INSTRUCTIONS TO FOLLOW
Turn every line of the records below into a Markdown table with two columns, No. and Entry. Put a running row number under No. and the line itself under Entry, and skip any blank lines.

DATA
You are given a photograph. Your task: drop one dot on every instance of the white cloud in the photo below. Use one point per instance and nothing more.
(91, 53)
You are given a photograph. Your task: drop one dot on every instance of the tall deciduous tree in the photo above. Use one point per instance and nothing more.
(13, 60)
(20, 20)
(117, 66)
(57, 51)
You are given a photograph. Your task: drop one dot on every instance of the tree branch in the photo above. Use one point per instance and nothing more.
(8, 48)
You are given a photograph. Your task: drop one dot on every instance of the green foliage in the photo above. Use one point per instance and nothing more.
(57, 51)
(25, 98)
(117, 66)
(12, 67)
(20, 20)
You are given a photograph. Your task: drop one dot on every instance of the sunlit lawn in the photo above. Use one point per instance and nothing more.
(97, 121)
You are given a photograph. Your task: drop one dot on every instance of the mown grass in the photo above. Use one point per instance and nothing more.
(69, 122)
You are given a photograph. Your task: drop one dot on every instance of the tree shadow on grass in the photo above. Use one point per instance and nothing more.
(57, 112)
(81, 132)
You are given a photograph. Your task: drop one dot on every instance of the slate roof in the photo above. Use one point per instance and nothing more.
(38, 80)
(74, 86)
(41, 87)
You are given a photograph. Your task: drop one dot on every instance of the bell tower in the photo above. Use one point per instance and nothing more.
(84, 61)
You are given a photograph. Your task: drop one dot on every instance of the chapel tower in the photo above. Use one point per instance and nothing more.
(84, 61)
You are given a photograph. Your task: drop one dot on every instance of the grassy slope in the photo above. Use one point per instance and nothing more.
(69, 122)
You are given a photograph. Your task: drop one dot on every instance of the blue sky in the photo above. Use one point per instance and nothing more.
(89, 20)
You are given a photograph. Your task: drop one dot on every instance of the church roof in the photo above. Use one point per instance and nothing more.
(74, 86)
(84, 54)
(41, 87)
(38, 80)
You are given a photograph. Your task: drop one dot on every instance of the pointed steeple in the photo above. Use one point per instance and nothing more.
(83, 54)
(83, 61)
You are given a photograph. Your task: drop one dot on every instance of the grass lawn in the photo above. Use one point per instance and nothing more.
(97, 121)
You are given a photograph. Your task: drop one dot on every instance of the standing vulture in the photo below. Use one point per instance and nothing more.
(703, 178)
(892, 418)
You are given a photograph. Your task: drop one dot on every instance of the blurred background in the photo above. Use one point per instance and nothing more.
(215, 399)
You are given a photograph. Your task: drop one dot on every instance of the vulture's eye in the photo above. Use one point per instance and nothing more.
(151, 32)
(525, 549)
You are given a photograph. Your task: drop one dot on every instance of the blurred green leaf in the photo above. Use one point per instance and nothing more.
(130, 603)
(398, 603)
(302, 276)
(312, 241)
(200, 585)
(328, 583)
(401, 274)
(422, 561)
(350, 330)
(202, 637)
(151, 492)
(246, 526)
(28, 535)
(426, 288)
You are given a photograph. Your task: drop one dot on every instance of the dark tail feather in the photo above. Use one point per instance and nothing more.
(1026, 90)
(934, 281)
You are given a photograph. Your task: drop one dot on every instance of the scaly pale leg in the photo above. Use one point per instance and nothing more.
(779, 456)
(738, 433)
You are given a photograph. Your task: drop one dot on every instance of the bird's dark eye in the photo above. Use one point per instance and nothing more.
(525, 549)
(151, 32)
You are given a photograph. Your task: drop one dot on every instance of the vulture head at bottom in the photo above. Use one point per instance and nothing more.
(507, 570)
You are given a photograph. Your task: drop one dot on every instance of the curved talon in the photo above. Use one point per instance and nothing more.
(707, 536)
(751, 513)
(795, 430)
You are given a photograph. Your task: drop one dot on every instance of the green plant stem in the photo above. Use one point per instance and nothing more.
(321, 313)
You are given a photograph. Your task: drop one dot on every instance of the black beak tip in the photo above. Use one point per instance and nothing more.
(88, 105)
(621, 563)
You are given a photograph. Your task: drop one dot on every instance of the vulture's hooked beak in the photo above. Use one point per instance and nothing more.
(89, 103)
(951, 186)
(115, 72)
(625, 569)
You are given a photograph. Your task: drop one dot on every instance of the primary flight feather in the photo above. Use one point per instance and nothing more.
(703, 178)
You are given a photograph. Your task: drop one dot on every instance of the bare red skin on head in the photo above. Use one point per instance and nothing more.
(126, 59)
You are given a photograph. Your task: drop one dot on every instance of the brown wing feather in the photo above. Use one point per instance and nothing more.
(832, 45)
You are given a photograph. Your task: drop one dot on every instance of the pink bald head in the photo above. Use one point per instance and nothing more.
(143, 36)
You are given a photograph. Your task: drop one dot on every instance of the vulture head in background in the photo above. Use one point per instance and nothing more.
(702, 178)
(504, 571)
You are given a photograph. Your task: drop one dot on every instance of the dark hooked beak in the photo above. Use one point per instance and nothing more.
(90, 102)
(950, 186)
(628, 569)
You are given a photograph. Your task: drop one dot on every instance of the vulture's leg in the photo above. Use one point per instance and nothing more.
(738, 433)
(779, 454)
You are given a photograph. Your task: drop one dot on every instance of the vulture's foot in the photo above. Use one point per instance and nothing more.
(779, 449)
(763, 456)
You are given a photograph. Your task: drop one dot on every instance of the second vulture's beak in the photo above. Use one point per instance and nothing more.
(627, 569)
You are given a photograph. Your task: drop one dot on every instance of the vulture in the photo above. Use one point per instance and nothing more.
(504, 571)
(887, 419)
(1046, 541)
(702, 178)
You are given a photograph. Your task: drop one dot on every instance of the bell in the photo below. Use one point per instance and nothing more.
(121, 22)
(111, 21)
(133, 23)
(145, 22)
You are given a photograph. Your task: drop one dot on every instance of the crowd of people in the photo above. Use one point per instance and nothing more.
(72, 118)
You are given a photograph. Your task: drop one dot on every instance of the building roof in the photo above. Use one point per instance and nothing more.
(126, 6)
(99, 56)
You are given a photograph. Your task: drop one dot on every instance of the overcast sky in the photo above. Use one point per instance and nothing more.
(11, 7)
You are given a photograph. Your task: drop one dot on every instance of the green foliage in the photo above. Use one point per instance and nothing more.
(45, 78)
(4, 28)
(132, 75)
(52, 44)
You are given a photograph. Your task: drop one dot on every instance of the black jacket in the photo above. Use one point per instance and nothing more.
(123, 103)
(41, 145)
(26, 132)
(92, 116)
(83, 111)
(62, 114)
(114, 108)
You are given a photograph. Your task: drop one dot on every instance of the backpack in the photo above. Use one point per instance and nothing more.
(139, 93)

RESPONSE
| No. | Entry |
|---|---|
| 1 | You are given a photograph. Your task: drop one dot on every instance of the white cloud in the photo below. Use one point per instance and nothing more. |
| 2 | (91, 53) |
| 3 | You are given a photograph. Your task: drop one dot on every instance of the tall deciduous tree in the photo above. Use one point per instance and nothing more. |
| 4 | (13, 60) |
| 5 | (20, 20) |
| 6 | (117, 66) |
| 7 | (57, 51) |
| 8 | You are given a photograph. Your task: drop one dot on every instance of the tree branch in the photo above. Use one point per instance and nothing more. |
| 9 | (8, 48) |
| 10 | You are given a photograph. Your task: drop one dot on every instance of the green foliage in the photo above. Use one point per instance and nothing more. |
| 11 | (57, 51) |
| 12 | (25, 98) |
| 13 | (117, 66) |
| 14 | (12, 67) |
| 15 | (20, 20) |
| 16 | You are given a photograph. Your task: drop one dot on every instance of the sunlit lawn in the photo above. Use one point per instance and nothing more. |
| 17 | (97, 121) |
| 18 | You are given a photograph. Your task: drop one dot on every instance of the mown grass in the photo above. Use one point per instance and nothing more. |
| 19 | (69, 122) |
| 20 | You are given a photograph. Your task: drop one dot on every instance of the tree shadow on grass in the photo above. Use one point per instance and nothing more. |
| 21 | (57, 112) |
| 22 | (81, 132) |
| 23 | You are given a photograph. Your task: drop one dot on every instance of the slate roof in the photo above. Use one point per instance and nothing more. |
| 24 | (38, 80) |
| 25 | (74, 86) |
| 26 | (41, 87) |
| 27 | You are given a photograph. Your task: drop one dot on every instance of the bell tower in the photo above. Use one point per instance and nothing more. |
| 28 | (84, 61) |
| 29 | You are given a photograph. Your task: drop one dot on every instance of the chapel tower in the photo above. Use one point per instance and nothing more. |
| 30 | (84, 61) |
| 31 | You are given a photograph. Your task: drop one dot on every instance of the grassy slope in the photo above. Use one point per instance and nothing more. |
| 32 | (69, 122) |
| 33 | You are given a photograph. Your task: drop one dot on every instance of the blue sky in the photo above. Use one point per instance and nothing more. |
| 34 | (89, 20) |
| 35 | You are given a photograph. Your task: drop one dot on every instance of the church roof in the photo above. Use one point per instance and nothing more. |
| 36 | (74, 86) |
| 37 | (84, 54) |
| 38 | (41, 87) |
| 39 | (38, 80) |
| 40 | You are given a photograph. Your task: drop one dot on every instance of the pointed steeple in the photo above. Use one point per instance and nothing more. |
| 41 | (83, 54) |
| 42 | (83, 61) |
| 43 | You are given a photograph. Your task: drop one dot on every instance of the grass lawn in the photo above. Use one point per instance and nothing more. |
| 44 | (97, 121) |
| 45 | You are given a photograph. Your task: drop one dot on every instance of the standing vulture in the photo below. Use one point per instance and nothing more. |
| 46 | (703, 178) |
| 47 | (892, 418) |
| 48 | You are given a photograph. Your task: drop one dot on every instance of the blurred background in the photo above. Use one point per instance and nothing more. |
| 49 | (215, 399) |
| 50 | You are given a photograph. Your task: drop one dot on every instance of the vulture's eye in the photo above. Use one point per instance and nothing more. |
| 51 | (151, 32) |
| 52 | (525, 549) |
| 53 | You are given a photograph. Your task: drop one dot on every instance of the blurred green leaf in the photo above. Use one point per instance and nothing more. |
| 54 | (130, 603) |
| 55 | (398, 603) |
| 56 | (302, 276) |
| 57 | (312, 241) |
| 58 | (200, 585) |
| 59 | (328, 583) |
| 60 | (401, 274) |
| 61 | (422, 561) |
| 62 | (350, 330) |
| 63 | (202, 637) |
| 64 | (151, 492) |
| 65 | (246, 526) |
| 66 | (28, 535) |
| 67 | (426, 288) |
| 68 | You are given a photograph. Your task: drop one dot on every instance of the dark tail feather in the photo above. Use one point per instance and nothing more. |
| 69 | (1026, 90) |
| 70 | (934, 281) |
| 71 | You are given a photograph. Your task: drop one dot on every instance of the scaly pale leg in the photo above. Use one point per instance and nothing more. |
| 72 | (779, 456) |
| 73 | (738, 433) |
| 74 | You are given a photograph. Your task: drop one dot on every instance of the bird's dark eye in the photo above. Use one point per instance and nothing more. |
| 75 | (525, 549) |
| 76 | (151, 32) |
| 77 | You are given a photograph. Your task: drop one dot on every instance of the vulture head at bottom in the photo above. Use one point per instance and nothing more. |
| 78 | (507, 570) |
| 79 | You are given a photograph. Your task: drop one dot on every instance of the curved talon in the photo above. Use one point per instance and nothing more. |
| 80 | (707, 536) |
| 81 | (751, 513) |
| 82 | (795, 430) |
| 83 | You are given a photograph. Your task: drop one dot on every instance of the green plant stem in the photo above. Use one point per instance and nothing more. |
| 84 | (321, 313) |
| 85 | You are given a photograph. Your task: drop one dot on every instance of the black beak tip in the photo above. Use one point per instance and nothing more. |
| 86 | (88, 105) |
| 87 | (621, 563) |
| 88 | You are given a photograph. Your task: drop one dot on every instance of the vulture's hooked beak in the photo above. Use one point per instance and nothing more. |
| 89 | (89, 103) |
| 90 | (951, 186) |
| 91 | (115, 72) |
| 92 | (625, 569) |
| 93 | You are given a photograph. Your task: drop one dot on every instance of the primary flight feather in the photo above. Use one point per instance and nothing more. |
| 94 | (703, 178) |
| 95 | You are given a photograph. Your task: drop one dot on every instance of the bare red skin on head in the photo above. Use one point per instance and nothing more. |
| 96 | (126, 59) |
| 97 | You are given a photograph. Your task: drop one dot on every instance of the brown wing feather in the photo above. Use one point per instance and nothing more. |
| 98 | (832, 45) |
| 99 | You are given a photograph. Your task: drop one dot on every instance of the pink bald head in the photo above. Use one point per instance and nothing more. |
| 100 | (143, 36) |
| 101 | You are given a photograph. Your task: drop one dot on every instance of the vulture head in background in the photo above. Use one point per instance and nothing more. |
| 102 | (702, 178) |
| 103 | (504, 571) |
| 104 | You are given a photograph. Your task: drop one dot on every instance of the dark hooked beak in the photo above. Use one point per instance and nothing more. |
| 105 | (90, 102) |
| 106 | (950, 186) |
| 107 | (628, 569) |
| 108 | You are given a photograph. Your task: drop one dot on every instance of the vulture's leg in the photo above. Use one point per instance and nothing more. |
| 109 | (738, 433) |
| 110 | (779, 454) |
| 111 | You are given a photograph. Your task: drop one dot on every instance of the vulture's foot in the photo above. Use one point per instance and nothing more. |
| 112 | (779, 449) |
| 113 | (763, 456) |
| 114 | You are given a photograph. Your task: drop one dot on every instance of the second vulture's beak in the photo above. Use one point per instance and nothing more. |
| 115 | (627, 569) |
| 116 | You are given a photograph. Your task: drop one dot on every instance of the vulture in the photo above. Use one point per instance and nothing more. |
| 117 | (504, 571) |
| 118 | (887, 419) |
| 119 | (1046, 541) |
| 120 | (702, 178) |
| 121 | You are given a photograph. Your task: drop one dot on every instance of the bell in the photo below. Use one point per instance and nothing more. |
| 122 | (121, 22) |
| 123 | (111, 21) |
| 124 | (133, 23) |
| 125 | (145, 22) |
| 126 | You are given a photograph. Your task: drop one dot on every instance of the crowd of people in the photo above. Use one point per instance and nothing more. |
| 127 | (72, 118) |
| 128 | You are given a photograph. Your task: drop one dot on every instance of the building roof in the photo above. Use one point per instance and nothing more. |
| 129 | (126, 6) |
| 130 | (99, 56) |
| 131 | You are given a photograph. Your task: drop one dot on every instance of the overcast sky in the photo above. Use one point per instance and nothing more. |
| 132 | (11, 7) |
| 133 | You are given a photograph. Your task: drop one dot on every instance of the green foliage in the photo above. Use one point per instance and nothing more. |
| 134 | (45, 78) |
| 135 | (4, 28) |
| 136 | (132, 75) |
| 137 | (52, 44) |
| 138 | You are given a photograph. Your task: drop one dot on every instance of the black jacket in the photo above. Use one point per instance and nothing more. |
| 139 | (123, 103) |
| 140 | (41, 145) |
| 141 | (26, 132) |
| 142 | (92, 116) |
| 143 | (83, 111) |
| 144 | (62, 114) |
| 145 | (114, 108) |
| 146 | You are given a photograph. Your task: drop one dot on every instance of the backpack in the photo above. Use one point per instance and nothing more. |
| 147 | (139, 93) |